-- Start of Selected excerpt --

Hi, I did a 3d wireless mouse using a MPU9150, an atmega328 with arduino bootloader and RN42 v6.15 bluetooth module, and it had been working well, until a few days ago. It looks like the MPU9150 has stop sensing and now all that I get are zeros from gyro and accel. The sensor does not appear to be damage because the Who_I_Am register and mag responds well, and I dont get any I2C reaging errors. So if you have any idea of hoe to solve this I would appreciate it very much!!

Just a heads up for Sparkfun and everyone else: I was looking at this datasheet on the invensense website (rev 4.3) and they no longer show the clkout line on their pinout and description (it is still on the block diagram, though). Pin 22 on the 9150 is labeled as RESV (reserved, do not connect). Just FYI.

I have this connected to an arduino fio (3.3v), am running the newest sketch from github, but am getting a connection error and all zeros in the output.

-- End of Selected excerpt --
-- Start of Recorded data --

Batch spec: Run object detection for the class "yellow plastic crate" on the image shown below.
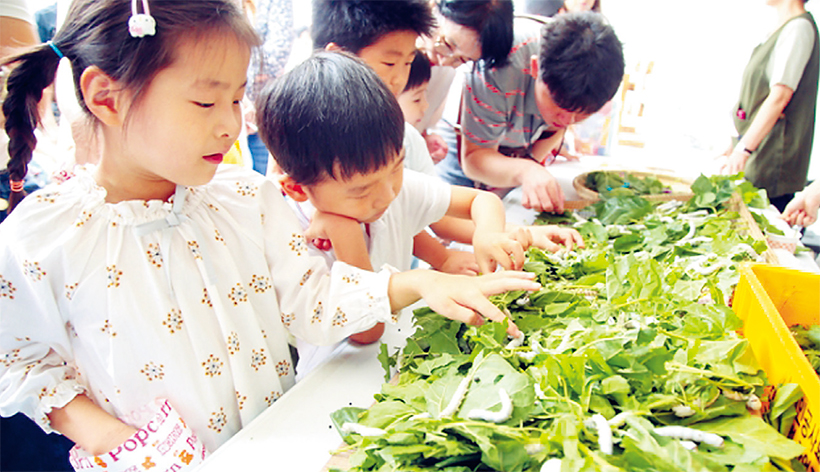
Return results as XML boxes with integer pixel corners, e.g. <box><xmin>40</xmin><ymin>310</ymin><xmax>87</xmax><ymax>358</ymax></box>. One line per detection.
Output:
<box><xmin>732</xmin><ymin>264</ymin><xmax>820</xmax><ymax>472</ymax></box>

-- End of Recorded data --

Problem to solve: In the MPU9150 thread, how is pin 22 labeled in the rev 4.3 datasheet? Answer using only the MPU9150 thread.

Output of the task: RESV (reserved, do not connect).